_Aim:_ Copy out everything from the line containing "In the photo above, where can the metal" down to the line containing "column 104, row 288", swapping "metal guardrail" for "steel guardrail" and keeping all else the same.

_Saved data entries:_

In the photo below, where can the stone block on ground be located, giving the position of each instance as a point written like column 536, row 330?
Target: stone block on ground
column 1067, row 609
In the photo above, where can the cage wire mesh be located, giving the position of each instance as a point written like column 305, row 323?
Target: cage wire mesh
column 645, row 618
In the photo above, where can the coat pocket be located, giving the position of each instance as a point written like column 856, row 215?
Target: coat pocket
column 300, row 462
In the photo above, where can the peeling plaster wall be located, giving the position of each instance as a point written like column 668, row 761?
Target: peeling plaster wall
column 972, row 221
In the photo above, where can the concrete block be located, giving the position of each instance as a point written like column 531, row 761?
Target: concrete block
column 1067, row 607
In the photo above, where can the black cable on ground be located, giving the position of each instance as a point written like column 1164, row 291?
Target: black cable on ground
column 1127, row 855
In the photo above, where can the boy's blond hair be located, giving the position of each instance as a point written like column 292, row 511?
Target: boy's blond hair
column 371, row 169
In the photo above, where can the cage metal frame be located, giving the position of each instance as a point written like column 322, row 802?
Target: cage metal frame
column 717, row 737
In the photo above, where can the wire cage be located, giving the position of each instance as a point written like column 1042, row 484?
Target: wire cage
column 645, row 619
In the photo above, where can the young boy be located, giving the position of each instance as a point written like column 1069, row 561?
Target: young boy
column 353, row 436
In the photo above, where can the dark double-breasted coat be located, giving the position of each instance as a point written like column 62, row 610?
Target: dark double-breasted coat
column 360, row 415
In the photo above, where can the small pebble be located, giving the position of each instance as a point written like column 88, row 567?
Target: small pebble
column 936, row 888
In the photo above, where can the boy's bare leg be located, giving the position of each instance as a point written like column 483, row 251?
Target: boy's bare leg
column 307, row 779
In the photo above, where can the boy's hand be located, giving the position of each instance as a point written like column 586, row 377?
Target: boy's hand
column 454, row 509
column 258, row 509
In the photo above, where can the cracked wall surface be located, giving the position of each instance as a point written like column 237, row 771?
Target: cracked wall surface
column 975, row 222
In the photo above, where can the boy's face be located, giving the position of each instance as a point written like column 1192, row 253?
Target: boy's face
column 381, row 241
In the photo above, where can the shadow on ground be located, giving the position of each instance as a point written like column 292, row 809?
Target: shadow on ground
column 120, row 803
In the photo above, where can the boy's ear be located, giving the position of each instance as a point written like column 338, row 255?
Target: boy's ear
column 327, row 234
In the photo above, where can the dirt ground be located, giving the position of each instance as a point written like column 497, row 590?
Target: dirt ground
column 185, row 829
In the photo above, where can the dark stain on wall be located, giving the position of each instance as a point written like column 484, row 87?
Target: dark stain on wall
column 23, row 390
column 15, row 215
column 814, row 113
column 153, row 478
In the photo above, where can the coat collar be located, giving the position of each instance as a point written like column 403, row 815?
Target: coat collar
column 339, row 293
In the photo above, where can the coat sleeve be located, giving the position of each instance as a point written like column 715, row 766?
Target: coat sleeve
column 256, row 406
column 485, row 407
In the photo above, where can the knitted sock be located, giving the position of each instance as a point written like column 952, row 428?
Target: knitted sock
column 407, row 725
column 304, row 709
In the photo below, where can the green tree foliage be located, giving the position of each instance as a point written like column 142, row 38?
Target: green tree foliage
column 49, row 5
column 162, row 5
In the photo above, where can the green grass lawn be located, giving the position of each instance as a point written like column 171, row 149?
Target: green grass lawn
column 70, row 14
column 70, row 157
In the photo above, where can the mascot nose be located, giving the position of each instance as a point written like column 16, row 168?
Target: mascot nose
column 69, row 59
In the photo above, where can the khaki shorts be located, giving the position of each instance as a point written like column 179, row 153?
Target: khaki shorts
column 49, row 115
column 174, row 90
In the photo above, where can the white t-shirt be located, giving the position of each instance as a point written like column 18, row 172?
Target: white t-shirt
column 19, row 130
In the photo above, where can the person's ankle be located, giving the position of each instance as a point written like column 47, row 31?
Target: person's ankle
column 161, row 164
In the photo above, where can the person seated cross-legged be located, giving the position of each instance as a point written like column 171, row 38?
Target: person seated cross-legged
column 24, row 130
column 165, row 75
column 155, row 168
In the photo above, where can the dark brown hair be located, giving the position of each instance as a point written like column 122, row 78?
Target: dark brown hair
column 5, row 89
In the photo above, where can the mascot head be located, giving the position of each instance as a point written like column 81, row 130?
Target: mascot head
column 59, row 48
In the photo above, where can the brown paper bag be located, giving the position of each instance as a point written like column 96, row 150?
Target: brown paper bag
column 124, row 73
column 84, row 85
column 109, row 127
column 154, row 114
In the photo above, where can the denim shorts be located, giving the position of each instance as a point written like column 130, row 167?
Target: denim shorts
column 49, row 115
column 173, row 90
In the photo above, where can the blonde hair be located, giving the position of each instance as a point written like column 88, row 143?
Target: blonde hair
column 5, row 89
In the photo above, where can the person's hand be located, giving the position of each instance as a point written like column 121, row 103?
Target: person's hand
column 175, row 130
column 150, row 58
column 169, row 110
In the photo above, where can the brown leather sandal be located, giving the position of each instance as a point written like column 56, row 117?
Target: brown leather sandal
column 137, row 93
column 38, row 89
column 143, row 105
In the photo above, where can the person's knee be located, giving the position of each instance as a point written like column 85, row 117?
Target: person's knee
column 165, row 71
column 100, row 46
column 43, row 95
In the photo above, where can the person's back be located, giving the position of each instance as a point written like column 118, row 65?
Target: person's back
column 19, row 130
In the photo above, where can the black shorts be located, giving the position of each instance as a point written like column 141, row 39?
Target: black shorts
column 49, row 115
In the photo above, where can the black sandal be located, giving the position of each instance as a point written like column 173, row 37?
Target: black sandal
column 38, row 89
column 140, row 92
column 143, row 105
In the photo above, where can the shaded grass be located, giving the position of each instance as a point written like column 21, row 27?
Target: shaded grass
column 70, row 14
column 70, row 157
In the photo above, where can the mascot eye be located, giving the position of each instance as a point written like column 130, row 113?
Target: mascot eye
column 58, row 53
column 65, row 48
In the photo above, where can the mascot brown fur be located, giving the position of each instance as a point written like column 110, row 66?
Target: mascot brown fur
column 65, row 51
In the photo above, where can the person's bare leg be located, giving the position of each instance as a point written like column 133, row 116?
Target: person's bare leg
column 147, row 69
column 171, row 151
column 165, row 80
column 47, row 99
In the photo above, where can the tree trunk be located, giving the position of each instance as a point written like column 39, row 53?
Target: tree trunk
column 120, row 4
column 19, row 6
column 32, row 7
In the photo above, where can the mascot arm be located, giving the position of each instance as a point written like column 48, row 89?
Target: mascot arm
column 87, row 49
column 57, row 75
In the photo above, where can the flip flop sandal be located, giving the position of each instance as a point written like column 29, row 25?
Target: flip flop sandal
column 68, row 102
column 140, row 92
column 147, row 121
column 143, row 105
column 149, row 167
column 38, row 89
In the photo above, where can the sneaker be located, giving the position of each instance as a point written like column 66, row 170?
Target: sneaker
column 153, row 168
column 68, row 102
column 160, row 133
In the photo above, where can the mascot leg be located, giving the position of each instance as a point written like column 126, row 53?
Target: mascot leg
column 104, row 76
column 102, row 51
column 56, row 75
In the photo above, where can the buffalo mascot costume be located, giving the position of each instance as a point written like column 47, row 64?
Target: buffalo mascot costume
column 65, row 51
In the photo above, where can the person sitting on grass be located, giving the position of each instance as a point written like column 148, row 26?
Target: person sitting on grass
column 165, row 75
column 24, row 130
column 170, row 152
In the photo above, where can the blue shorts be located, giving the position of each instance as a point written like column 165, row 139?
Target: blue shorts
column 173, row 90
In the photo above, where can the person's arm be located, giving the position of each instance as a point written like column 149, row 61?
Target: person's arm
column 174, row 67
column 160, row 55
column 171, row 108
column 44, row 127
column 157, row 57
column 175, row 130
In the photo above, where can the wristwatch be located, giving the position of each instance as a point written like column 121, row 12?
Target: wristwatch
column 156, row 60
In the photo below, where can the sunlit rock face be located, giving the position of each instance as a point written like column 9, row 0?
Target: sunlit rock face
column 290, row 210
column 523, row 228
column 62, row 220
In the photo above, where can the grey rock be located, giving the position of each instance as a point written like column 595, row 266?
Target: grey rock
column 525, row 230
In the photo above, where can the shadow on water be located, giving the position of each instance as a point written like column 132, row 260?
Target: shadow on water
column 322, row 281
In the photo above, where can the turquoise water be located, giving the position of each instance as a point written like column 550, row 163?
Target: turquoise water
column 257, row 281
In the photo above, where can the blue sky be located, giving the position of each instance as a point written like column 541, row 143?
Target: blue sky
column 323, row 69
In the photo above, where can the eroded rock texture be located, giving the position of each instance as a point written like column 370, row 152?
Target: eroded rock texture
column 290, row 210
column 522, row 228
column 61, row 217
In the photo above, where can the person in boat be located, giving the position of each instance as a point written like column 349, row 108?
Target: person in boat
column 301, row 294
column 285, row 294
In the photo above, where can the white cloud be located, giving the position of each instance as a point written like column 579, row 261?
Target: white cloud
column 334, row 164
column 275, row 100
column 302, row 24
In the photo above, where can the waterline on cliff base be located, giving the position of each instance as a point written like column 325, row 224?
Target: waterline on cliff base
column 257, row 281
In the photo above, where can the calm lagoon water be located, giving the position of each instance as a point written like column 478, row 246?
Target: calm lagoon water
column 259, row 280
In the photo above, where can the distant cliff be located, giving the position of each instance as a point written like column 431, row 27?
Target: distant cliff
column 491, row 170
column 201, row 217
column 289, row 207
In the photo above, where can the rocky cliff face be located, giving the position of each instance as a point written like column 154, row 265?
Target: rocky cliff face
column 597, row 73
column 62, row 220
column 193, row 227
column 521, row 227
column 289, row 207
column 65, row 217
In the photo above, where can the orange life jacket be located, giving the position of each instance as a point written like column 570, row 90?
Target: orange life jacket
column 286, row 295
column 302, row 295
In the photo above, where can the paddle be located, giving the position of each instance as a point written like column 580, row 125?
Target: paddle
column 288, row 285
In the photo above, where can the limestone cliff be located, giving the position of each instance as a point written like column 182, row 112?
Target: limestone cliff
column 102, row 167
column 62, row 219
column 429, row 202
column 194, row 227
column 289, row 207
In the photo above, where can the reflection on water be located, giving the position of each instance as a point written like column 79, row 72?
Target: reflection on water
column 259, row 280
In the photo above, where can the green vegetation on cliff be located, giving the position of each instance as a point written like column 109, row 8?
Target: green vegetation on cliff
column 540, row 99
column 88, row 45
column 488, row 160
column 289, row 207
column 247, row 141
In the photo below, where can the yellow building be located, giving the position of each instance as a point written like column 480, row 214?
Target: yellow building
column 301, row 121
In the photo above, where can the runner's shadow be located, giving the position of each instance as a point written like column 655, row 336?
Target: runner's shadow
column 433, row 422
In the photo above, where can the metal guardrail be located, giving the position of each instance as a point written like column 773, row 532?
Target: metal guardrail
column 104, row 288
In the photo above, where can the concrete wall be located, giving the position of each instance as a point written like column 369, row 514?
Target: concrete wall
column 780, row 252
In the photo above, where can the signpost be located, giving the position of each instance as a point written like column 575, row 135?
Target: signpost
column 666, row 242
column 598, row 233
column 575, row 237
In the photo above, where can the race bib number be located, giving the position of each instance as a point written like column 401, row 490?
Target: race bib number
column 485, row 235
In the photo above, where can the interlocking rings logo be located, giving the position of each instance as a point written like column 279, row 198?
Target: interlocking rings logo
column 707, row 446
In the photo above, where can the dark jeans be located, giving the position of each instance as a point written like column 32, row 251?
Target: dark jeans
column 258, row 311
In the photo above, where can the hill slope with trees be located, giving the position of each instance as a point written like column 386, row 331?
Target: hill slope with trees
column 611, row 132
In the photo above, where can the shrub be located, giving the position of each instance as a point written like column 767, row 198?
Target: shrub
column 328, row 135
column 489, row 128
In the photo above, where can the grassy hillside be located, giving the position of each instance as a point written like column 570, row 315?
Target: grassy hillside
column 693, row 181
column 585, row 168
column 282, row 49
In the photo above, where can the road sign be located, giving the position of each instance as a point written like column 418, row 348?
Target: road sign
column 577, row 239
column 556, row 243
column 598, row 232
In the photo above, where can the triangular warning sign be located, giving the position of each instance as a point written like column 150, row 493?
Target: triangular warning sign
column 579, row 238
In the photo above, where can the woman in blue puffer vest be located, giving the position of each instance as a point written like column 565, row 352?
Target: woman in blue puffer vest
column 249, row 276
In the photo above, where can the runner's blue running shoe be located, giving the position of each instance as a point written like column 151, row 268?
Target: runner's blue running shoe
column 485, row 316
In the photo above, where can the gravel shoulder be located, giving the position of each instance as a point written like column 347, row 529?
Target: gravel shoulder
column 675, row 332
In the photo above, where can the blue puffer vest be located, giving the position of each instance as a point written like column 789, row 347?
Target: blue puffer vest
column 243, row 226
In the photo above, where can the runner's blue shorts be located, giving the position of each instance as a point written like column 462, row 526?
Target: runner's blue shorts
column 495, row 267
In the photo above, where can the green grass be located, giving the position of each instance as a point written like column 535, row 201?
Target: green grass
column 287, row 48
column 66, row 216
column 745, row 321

_Answer to the task:_
In the photo above, where can the steel guardrail be located, giving the position of each instance as a point written like column 773, row 532?
Target: steel guardrail
column 104, row 288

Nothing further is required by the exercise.